Отрывок
Агент Соня. Любовница, мать, шпионка, боец — страница 22 из 75

Когда она вернулась, Патра не спускал глаз с горизонта и не слышал, как она подошла.

Она подумала: ну давай же, пригладь его растрепавшиеся волосы.

Вместо этого она тихо стояла рядом с ним.

– Во многом это все моя вина, – сказала она, – но я не знаю, сколько я еще выдержу, если вы продолжите подобным образом меня оскорблять.

– Вы бы уехали, если бы могли? – спросил он.

– К чему думать о невозможном?

– А я бы вас не бросил.

Патра умолк, уставившись на большие волны. Но потом “поднял взгляд, пристально посмотрел на горизонт, потом на меня и убрал волосы с моего лица”.

Один этап был пройден.

Но что-то все равно ее сдерживало. Одного коллегу она любила и потеряла. “Я старалась не поддаваться атмосфере морского путешествия с его романтическими вечерами и постоянной близостью”. Скоро они приступят к совместной работе. Он был ее начальником. Во многих аспектах они были несовместимы. Она говорила себе: “Пусть лучше не будет никакого начала, чем тернистый путь без конца, ведь при совместной работе нам некуда будет деться друг от друга”. Ее непреодолимо к нему влекло, это была дурманящая смесь физического желания, запретной любви и обещания приключения.

Исходные данные

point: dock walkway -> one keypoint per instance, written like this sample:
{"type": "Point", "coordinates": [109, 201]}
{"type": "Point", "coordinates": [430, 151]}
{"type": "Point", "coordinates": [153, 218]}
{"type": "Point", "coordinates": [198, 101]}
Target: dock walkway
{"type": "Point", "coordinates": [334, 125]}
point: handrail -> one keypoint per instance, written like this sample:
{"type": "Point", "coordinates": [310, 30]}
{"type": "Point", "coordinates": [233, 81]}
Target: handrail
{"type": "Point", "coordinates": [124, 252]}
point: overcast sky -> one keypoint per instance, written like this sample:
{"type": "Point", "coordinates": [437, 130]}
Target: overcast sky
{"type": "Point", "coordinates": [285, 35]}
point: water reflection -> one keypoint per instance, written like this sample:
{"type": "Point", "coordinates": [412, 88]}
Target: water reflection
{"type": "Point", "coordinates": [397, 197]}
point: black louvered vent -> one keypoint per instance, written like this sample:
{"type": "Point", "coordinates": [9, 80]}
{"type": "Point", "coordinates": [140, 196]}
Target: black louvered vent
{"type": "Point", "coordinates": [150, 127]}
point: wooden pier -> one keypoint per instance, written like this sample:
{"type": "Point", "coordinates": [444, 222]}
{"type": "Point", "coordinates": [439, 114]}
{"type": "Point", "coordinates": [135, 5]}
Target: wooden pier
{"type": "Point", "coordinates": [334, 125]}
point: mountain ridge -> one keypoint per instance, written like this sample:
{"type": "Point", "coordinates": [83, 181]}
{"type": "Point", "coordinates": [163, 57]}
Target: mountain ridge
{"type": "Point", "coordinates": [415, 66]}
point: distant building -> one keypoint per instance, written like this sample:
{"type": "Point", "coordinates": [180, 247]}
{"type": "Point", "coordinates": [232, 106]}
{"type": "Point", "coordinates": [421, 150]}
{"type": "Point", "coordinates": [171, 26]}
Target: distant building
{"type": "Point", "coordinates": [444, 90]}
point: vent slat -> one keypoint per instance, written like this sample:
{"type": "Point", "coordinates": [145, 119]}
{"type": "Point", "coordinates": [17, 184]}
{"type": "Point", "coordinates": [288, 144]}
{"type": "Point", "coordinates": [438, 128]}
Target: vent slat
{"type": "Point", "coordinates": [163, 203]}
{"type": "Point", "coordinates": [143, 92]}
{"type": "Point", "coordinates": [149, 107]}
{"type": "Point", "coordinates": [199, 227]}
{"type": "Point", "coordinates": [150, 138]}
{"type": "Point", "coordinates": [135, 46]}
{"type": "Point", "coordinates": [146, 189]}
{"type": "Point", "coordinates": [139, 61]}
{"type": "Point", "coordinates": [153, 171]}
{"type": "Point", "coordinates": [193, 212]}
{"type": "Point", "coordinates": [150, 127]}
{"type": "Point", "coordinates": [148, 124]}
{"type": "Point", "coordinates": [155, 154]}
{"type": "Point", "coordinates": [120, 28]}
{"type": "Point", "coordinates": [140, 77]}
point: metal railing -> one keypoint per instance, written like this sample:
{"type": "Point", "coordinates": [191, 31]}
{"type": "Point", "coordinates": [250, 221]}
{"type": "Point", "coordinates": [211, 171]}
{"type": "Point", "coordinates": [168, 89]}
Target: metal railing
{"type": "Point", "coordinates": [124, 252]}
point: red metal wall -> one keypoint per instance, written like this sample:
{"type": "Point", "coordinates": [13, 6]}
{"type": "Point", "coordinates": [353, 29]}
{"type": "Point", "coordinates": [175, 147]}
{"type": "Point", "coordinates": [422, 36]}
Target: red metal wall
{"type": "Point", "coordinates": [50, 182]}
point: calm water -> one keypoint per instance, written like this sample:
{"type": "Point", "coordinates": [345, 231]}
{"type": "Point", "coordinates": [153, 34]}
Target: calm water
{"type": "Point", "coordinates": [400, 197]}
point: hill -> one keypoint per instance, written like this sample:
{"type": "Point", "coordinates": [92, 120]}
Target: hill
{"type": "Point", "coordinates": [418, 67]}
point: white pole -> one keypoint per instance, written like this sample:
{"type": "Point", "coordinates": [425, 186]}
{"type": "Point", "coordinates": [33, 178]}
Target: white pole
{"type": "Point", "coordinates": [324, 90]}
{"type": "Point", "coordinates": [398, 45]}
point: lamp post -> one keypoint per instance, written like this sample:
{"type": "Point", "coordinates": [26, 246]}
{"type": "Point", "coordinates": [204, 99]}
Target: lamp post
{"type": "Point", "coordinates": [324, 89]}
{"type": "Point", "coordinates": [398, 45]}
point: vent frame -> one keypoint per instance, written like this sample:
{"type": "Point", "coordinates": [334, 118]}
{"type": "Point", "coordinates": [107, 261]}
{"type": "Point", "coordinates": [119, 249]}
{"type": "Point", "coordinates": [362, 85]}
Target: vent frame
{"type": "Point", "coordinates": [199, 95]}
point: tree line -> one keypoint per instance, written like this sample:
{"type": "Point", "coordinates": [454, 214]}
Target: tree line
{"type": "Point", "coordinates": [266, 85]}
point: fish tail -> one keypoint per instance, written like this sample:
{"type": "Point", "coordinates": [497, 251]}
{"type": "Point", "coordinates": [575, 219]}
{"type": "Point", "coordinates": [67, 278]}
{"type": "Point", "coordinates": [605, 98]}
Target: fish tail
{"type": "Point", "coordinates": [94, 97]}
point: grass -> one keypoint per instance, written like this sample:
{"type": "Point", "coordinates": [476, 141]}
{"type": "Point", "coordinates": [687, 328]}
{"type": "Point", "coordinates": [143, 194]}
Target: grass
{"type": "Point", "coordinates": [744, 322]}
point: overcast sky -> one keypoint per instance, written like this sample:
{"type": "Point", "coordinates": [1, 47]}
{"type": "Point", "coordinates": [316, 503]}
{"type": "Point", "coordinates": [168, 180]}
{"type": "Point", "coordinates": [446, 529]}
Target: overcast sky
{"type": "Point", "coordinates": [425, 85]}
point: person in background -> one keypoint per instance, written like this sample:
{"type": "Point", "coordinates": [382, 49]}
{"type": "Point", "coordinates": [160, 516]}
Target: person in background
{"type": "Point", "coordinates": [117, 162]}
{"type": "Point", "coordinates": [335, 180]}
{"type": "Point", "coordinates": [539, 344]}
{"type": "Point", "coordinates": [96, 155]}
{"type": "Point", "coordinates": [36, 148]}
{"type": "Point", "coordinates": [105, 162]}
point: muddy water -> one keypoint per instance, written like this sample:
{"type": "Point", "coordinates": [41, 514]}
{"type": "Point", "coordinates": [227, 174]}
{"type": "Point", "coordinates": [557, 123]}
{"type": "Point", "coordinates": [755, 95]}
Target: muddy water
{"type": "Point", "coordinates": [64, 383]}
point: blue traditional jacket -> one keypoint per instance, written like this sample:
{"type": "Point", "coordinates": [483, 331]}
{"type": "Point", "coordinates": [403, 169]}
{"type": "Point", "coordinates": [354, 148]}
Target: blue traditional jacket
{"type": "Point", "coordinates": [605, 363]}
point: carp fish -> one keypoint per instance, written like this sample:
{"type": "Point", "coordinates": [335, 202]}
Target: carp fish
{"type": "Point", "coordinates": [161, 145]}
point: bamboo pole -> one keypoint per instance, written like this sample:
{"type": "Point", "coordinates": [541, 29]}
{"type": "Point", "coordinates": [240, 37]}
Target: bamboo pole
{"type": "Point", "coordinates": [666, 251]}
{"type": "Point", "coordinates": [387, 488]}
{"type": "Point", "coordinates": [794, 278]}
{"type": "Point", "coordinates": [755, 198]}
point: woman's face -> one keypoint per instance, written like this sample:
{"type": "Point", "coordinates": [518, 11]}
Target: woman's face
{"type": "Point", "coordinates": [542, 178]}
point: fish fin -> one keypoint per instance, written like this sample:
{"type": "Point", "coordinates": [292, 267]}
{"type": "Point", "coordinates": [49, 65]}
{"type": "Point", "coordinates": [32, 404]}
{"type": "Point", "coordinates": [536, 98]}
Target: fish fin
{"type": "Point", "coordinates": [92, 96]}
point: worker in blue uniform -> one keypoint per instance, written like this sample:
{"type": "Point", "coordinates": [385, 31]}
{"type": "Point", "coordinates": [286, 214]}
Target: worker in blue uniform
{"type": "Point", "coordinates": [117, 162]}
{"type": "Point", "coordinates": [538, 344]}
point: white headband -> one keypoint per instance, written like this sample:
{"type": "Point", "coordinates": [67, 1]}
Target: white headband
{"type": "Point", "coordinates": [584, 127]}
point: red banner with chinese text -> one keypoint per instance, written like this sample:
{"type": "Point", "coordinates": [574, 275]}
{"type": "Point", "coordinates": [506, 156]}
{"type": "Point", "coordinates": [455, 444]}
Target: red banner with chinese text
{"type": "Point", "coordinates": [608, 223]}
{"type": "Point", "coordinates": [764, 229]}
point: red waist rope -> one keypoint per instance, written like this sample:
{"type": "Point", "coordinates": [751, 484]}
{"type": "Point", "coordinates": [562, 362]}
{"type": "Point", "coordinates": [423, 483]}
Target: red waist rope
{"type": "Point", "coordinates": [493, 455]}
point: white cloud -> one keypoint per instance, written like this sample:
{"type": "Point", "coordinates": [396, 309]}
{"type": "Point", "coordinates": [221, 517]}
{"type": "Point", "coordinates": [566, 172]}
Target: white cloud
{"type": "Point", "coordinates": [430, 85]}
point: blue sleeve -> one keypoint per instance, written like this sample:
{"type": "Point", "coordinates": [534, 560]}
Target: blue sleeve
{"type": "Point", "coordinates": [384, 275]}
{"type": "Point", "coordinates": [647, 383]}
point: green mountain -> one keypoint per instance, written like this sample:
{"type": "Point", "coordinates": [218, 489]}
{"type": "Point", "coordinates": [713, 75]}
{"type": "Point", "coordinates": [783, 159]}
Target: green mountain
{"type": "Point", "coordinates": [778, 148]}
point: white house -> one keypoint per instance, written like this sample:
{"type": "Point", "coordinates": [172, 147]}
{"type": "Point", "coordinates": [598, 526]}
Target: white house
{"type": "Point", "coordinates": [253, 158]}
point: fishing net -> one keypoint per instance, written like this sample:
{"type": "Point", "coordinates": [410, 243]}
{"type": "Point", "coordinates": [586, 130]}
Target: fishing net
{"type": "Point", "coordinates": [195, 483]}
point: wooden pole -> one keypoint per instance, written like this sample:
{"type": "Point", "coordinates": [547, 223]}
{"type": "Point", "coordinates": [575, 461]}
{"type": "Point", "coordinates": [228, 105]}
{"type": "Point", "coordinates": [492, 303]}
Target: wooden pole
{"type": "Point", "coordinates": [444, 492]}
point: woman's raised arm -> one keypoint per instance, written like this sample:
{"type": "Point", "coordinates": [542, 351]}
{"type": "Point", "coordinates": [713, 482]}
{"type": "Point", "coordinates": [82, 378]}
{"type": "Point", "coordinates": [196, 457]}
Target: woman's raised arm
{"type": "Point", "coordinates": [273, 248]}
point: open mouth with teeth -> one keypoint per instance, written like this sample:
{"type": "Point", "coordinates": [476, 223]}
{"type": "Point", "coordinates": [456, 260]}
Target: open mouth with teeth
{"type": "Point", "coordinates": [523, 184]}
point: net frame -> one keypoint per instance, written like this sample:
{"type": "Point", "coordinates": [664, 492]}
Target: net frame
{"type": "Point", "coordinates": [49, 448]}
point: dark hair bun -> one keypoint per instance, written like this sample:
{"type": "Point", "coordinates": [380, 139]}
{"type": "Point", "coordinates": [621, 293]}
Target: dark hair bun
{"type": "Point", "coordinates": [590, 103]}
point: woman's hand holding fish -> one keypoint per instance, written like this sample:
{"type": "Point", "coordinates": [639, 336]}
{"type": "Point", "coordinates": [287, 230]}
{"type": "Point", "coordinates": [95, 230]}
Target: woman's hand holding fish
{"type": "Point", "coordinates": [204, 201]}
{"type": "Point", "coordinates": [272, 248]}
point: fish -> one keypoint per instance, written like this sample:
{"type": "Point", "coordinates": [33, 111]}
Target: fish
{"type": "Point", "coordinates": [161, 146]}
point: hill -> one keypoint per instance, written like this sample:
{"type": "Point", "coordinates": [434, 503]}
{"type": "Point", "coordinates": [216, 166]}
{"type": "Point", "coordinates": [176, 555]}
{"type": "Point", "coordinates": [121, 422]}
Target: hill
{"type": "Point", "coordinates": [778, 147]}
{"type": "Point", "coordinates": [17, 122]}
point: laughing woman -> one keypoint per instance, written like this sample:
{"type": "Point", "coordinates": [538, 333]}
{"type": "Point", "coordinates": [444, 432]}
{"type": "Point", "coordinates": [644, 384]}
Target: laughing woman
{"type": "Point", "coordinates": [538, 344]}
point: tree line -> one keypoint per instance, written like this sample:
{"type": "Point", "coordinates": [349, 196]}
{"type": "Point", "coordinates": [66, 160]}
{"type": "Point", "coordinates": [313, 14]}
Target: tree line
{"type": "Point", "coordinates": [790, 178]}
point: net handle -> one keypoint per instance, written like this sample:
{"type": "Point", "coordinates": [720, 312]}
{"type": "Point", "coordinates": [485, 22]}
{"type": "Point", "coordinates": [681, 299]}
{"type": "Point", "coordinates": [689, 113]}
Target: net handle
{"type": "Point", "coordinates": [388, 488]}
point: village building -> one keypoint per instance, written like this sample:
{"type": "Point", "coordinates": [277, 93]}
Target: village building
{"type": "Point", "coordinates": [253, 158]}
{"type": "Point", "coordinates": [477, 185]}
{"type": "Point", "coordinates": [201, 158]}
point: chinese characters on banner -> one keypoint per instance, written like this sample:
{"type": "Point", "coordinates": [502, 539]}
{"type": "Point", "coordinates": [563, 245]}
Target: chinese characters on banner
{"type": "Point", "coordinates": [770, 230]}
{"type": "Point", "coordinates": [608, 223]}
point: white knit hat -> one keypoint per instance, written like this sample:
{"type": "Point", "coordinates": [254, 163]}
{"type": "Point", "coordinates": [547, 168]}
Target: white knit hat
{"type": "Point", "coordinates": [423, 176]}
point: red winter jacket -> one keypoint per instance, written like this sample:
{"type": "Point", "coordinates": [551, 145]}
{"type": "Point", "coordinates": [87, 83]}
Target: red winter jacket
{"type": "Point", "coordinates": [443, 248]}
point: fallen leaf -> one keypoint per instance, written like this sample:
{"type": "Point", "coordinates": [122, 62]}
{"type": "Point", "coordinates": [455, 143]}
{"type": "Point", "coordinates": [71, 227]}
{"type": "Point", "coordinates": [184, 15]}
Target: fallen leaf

Задание A
Кем по работе был для нее Патра, если верить отрывку об агенте Соне?
Задание B
Подхвати отрывок об агенте Соне и допиши, что было дальше.

Ответ A
Он был ее начальником.

Ответ B
Патра был настойчив, но терпелив:

– Я знаю, что между нами происходит что-то серьезное, но если вы так пока не считаете, я могу подождать.

Два разведчика плыли в Китай вести подпольную войну, в которой оба могли погибнуть. Остальные пассажиры “Конте Верде” видели лишь счастливых молодых людей, увлеченных друг другом.

Глава 8. Наш человек в Маньчжурии

Когда итальянский лайнер причалил к берегам Шанхая, Рудольф Гамбургер ждал у пристани. За несколько месяцев без Урсулы и Миши он измучился от одиночества. С головой окунувшись в архитектурные проекты и мебельный бизнес, Руди опасался, что они уехали навсегда. Но вот они вернулись – его белокурый сын, не выпускавший из рук мяча, и жена, которой так шло белое платье без рукавов и округлившаяся в России фигура. Вне себя от радости, он отвез их на авеню Жоффра. Семья вновь была в полном составе. Патра, не привлекая к себе лишнего внимания, отправился в отель.

Счастье Руди продлилось всего несколько часов.

“Было нелегко сказать, что мы приехали лишь навестить его”, – писала впоследствии Урсула. Они с Мишей должны были вскоре отправиться на север, в Маньчжурию, объяснила она мужу как можно мягче, и поедут туда не одни.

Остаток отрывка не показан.